● **To be done**
Recast the stretch of records from the line containing "of the ocean" through the line containing "(1242, 608)" as a numbered list, omitting blank lines and including no other lines.

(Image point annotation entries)
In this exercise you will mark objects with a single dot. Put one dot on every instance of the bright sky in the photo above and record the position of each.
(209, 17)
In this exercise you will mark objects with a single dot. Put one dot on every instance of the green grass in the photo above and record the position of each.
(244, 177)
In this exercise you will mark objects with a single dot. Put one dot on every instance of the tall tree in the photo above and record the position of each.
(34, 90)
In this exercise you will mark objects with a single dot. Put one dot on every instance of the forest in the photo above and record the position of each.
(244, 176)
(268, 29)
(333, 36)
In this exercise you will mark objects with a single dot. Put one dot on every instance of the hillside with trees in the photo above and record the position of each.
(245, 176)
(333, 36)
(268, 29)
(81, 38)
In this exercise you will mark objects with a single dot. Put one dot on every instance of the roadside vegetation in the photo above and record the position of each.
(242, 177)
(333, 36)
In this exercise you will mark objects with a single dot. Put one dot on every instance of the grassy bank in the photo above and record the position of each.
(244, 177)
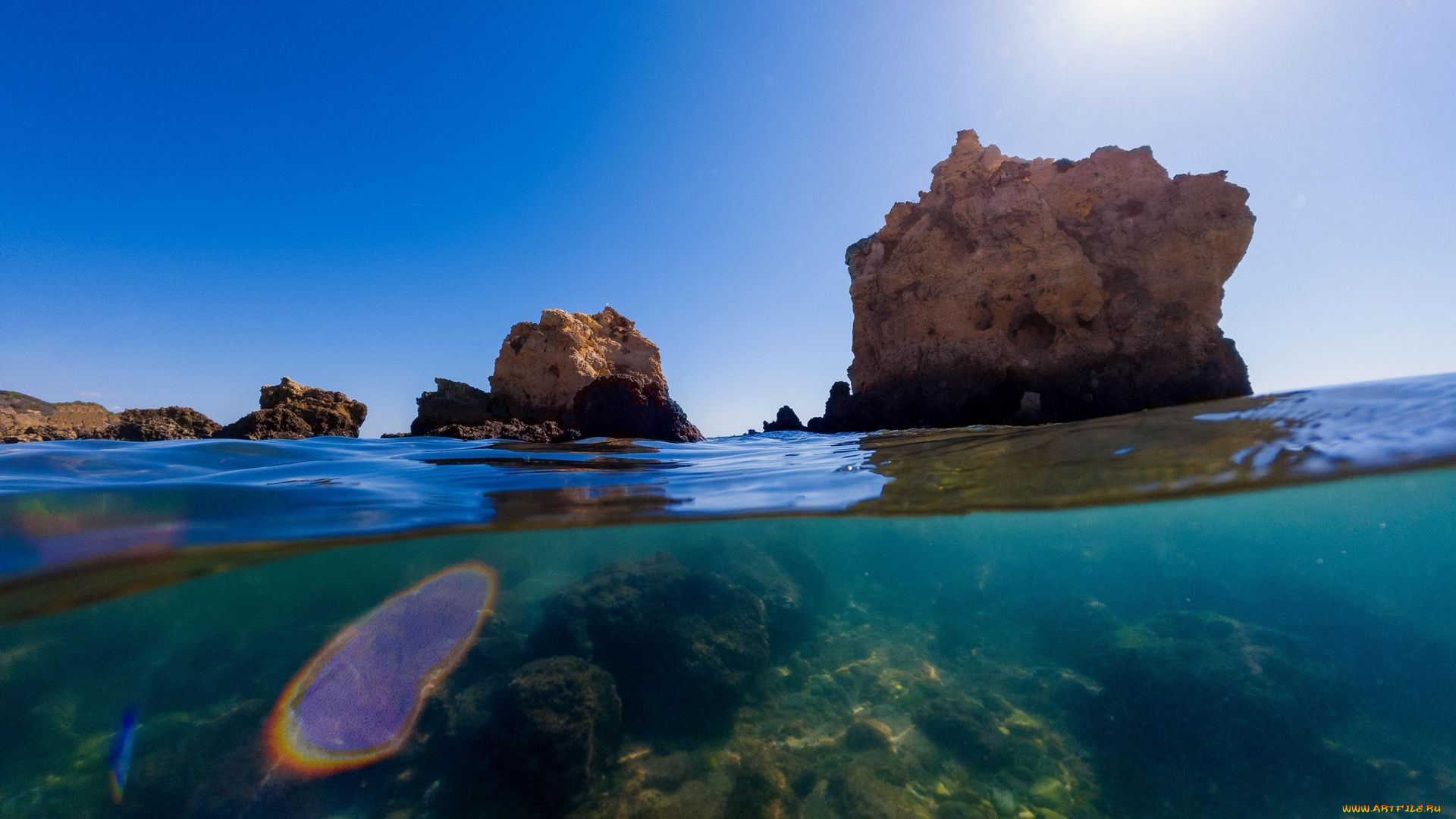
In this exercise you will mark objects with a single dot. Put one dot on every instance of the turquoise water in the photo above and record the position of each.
(1229, 610)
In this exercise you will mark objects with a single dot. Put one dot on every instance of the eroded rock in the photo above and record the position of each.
(629, 406)
(785, 422)
(291, 410)
(168, 423)
(1095, 284)
(544, 365)
(462, 411)
(566, 376)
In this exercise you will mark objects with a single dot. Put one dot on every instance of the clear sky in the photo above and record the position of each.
(197, 199)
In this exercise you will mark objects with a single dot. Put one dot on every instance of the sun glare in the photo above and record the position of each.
(1136, 36)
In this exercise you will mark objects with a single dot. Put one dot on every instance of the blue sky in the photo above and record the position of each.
(197, 199)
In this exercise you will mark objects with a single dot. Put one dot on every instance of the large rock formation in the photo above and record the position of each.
(1043, 290)
(291, 410)
(568, 376)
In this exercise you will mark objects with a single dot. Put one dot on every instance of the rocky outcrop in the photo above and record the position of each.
(631, 406)
(542, 366)
(1043, 290)
(168, 423)
(291, 410)
(785, 422)
(568, 376)
(28, 419)
(457, 410)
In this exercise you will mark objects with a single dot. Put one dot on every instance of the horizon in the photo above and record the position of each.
(202, 202)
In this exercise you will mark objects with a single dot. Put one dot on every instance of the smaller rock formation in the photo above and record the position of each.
(568, 376)
(457, 410)
(28, 419)
(168, 423)
(1030, 290)
(294, 411)
(542, 366)
(563, 717)
(786, 422)
(683, 646)
(631, 406)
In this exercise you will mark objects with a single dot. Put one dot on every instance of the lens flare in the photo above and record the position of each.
(359, 698)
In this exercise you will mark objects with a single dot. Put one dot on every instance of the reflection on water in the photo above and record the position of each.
(69, 503)
(986, 623)
(1267, 653)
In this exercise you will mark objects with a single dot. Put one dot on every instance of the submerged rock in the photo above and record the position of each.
(1095, 284)
(631, 407)
(786, 580)
(291, 410)
(868, 735)
(1193, 700)
(683, 646)
(965, 727)
(564, 719)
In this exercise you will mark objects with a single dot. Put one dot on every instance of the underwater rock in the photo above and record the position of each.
(290, 410)
(544, 365)
(564, 719)
(168, 423)
(785, 422)
(761, 790)
(683, 646)
(359, 698)
(861, 792)
(965, 727)
(1095, 284)
(629, 406)
(868, 735)
(1197, 698)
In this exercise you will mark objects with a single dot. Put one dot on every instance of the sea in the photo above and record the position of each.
(1244, 608)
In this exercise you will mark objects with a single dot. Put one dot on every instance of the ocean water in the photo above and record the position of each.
(1242, 608)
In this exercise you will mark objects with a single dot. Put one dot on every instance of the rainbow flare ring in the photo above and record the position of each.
(357, 700)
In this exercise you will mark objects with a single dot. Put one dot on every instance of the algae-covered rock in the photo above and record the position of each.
(861, 793)
(788, 580)
(868, 735)
(1193, 700)
(563, 717)
(965, 727)
(683, 646)
(761, 790)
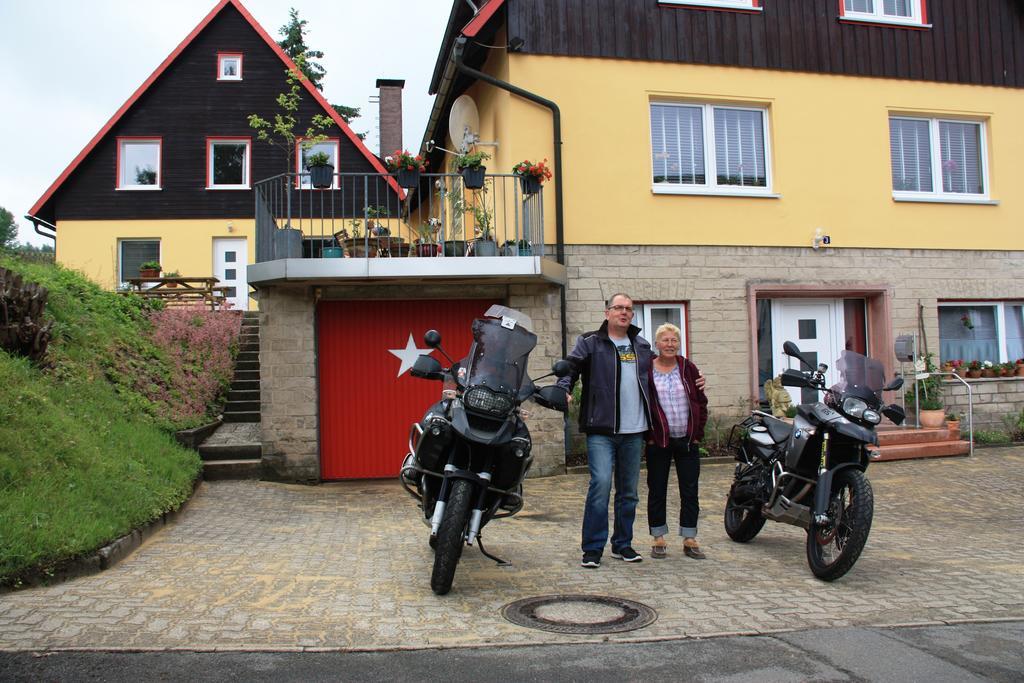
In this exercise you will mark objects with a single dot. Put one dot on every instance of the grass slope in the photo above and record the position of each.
(84, 457)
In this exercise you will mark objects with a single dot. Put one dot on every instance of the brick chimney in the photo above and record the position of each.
(390, 114)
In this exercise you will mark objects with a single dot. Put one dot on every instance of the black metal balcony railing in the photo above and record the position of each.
(363, 216)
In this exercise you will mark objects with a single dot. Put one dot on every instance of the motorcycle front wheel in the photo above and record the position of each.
(833, 549)
(451, 536)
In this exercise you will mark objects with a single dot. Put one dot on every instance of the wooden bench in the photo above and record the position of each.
(181, 291)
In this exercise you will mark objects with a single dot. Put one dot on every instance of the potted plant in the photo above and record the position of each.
(321, 170)
(517, 248)
(531, 174)
(406, 167)
(471, 167)
(426, 238)
(483, 228)
(150, 269)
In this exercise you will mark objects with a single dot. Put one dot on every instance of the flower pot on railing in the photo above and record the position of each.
(484, 248)
(473, 176)
(427, 249)
(455, 248)
(530, 184)
(322, 176)
(408, 179)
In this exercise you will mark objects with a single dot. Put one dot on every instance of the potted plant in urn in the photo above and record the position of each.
(426, 238)
(406, 167)
(470, 165)
(150, 269)
(321, 170)
(531, 174)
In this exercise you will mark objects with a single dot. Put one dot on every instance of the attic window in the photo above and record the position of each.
(228, 67)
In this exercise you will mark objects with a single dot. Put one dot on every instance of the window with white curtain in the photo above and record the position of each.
(981, 331)
(890, 11)
(709, 148)
(937, 159)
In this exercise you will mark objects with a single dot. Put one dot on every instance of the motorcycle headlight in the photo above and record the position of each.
(854, 407)
(483, 399)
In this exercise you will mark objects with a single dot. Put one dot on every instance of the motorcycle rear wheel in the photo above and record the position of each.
(833, 550)
(451, 536)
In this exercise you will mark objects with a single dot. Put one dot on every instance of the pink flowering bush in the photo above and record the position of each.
(200, 346)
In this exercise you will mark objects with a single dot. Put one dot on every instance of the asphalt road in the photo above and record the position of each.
(960, 653)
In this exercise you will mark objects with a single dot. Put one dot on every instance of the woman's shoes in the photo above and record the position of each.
(691, 549)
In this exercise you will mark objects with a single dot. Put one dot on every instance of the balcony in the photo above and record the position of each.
(364, 226)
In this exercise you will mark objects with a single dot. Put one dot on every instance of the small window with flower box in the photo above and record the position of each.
(228, 67)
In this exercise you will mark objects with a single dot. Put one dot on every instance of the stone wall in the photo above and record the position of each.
(993, 399)
(288, 384)
(714, 282)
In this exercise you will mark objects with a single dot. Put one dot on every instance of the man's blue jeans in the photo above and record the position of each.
(609, 457)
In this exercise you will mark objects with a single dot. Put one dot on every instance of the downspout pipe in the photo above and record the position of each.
(36, 222)
(556, 117)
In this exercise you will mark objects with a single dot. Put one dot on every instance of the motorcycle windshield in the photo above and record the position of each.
(857, 370)
(498, 357)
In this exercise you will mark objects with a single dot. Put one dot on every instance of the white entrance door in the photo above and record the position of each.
(816, 326)
(229, 256)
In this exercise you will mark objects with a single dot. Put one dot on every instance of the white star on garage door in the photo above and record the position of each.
(408, 354)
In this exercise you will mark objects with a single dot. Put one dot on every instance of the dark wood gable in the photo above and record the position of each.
(184, 105)
(971, 41)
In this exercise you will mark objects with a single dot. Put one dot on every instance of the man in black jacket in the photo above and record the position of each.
(614, 413)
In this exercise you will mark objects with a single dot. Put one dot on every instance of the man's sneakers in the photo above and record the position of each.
(627, 554)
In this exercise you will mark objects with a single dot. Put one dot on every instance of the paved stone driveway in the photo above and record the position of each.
(253, 565)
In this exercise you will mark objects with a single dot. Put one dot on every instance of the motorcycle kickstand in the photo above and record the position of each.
(501, 562)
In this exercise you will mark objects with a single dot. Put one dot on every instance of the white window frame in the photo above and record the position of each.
(711, 185)
(222, 58)
(643, 310)
(878, 15)
(121, 241)
(302, 177)
(121, 181)
(1000, 322)
(753, 5)
(937, 194)
(246, 165)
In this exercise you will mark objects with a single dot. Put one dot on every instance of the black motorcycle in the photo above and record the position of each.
(470, 453)
(811, 473)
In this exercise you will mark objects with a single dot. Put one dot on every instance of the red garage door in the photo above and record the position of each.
(368, 397)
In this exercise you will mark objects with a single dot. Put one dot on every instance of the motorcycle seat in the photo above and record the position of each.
(779, 430)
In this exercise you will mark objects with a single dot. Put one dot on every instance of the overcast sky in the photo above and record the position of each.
(67, 66)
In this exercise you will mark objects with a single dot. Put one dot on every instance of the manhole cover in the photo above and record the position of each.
(580, 613)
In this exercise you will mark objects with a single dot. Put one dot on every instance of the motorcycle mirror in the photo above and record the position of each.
(553, 397)
(427, 368)
(895, 384)
(894, 413)
(793, 350)
(794, 378)
(432, 338)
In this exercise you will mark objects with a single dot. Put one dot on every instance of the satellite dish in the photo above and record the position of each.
(464, 122)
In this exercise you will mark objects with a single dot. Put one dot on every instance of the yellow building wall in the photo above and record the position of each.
(185, 246)
(828, 145)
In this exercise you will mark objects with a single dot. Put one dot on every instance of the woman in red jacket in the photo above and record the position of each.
(679, 412)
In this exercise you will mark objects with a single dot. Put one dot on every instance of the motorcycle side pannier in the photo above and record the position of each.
(436, 439)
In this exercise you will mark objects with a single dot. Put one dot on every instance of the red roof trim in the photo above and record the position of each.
(482, 16)
(170, 58)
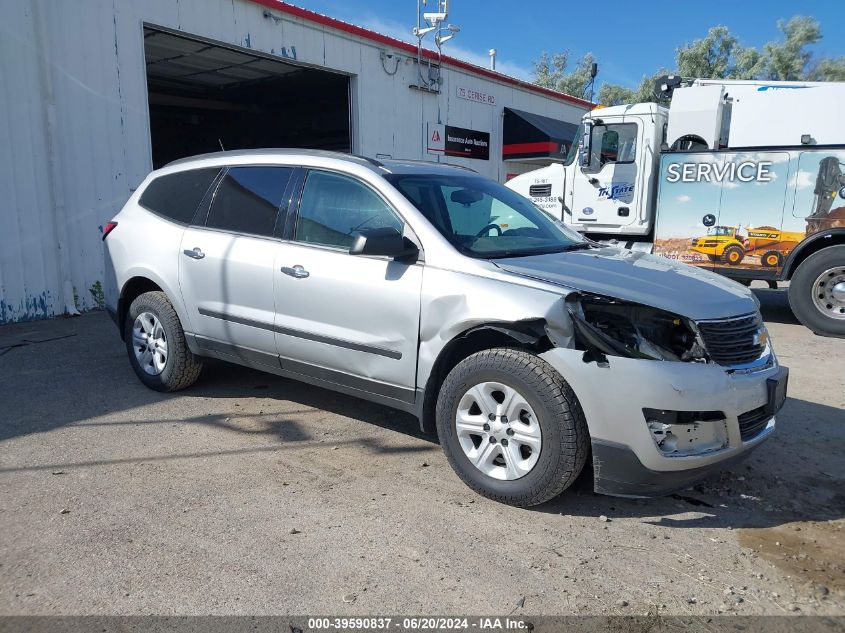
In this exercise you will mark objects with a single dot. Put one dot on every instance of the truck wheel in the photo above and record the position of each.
(156, 344)
(511, 427)
(817, 291)
(733, 255)
(772, 259)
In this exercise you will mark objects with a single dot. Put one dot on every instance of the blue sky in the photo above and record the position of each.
(629, 39)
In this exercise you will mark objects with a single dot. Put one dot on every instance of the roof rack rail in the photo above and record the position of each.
(434, 162)
(372, 161)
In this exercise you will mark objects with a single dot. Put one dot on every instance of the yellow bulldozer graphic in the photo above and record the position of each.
(731, 244)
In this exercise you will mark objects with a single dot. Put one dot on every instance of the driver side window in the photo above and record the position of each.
(333, 207)
(615, 143)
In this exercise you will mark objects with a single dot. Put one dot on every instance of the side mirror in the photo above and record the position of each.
(585, 146)
(383, 242)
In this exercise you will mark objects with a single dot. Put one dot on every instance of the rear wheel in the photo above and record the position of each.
(511, 427)
(733, 255)
(156, 344)
(817, 291)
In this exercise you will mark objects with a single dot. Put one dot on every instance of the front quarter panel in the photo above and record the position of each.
(145, 245)
(454, 302)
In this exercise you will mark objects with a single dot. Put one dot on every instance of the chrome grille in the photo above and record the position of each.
(752, 423)
(540, 191)
(734, 341)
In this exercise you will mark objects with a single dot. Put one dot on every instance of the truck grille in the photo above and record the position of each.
(752, 423)
(734, 341)
(540, 191)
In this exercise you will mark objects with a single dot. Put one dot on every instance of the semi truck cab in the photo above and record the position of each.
(763, 160)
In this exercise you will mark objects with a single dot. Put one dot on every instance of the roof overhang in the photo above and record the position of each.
(373, 36)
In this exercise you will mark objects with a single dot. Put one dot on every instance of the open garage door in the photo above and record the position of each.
(204, 96)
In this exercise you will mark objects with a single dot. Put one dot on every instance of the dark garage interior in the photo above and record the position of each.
(204, 96)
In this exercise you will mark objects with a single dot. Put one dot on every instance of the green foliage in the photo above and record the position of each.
(717, 55)
(553, 72)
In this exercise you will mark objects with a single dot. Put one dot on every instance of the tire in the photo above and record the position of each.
(733, 255)
(805, 293)
(180, 368)
(550, 404)
(772, 259)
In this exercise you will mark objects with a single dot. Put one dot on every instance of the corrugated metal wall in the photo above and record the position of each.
(74, 127)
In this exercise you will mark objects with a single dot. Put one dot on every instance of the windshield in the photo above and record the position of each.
(573, 149)
(482, 218)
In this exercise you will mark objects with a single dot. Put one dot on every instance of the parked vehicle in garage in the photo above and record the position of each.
(433, 290)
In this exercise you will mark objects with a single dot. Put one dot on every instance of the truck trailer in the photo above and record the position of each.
(744, 178)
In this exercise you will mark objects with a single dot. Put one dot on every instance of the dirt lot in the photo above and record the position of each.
(250, 494)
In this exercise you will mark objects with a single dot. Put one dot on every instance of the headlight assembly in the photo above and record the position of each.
(611, 327)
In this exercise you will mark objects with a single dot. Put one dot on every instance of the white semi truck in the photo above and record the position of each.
(742, 177)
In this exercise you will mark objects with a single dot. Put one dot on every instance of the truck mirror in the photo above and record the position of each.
(585, 145)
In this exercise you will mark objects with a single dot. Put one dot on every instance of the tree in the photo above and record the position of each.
(718, 55)
(788, 60)
(551, 72)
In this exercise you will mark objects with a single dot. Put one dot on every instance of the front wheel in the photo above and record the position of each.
(733, 255)
(817, 291)
(156, 344)
(511, 427)
(772, 259)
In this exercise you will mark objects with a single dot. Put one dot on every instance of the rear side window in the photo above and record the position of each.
(177, 196)
(333, 207)
(248, 199)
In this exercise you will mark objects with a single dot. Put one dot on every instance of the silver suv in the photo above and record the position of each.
(428, 288)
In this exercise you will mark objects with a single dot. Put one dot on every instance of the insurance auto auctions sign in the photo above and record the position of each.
(458, 141)
(475, 95)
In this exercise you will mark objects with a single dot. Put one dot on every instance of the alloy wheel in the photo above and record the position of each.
(498, 431)
(149, 342)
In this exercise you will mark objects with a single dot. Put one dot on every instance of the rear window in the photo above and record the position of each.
(177, 196)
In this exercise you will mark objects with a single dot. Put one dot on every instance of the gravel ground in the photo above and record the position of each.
(251, 494)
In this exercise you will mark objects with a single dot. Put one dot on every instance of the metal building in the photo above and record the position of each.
(95, 94)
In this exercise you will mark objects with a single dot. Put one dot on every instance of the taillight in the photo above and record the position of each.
(108, 228)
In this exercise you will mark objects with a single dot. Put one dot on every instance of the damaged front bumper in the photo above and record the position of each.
(658, 426)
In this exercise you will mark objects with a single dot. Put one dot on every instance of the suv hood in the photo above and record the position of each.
(641, 278)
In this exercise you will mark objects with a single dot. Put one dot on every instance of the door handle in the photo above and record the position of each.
(295, 271)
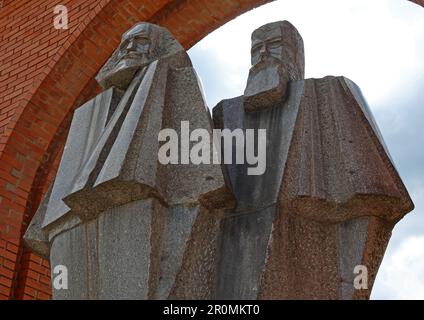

● **Response to the task**
1. In this exercise you will mark objects with a single dot. Put one dot on every instance of the ocean water in the photo above and record the position of each.
2. (1242, 608)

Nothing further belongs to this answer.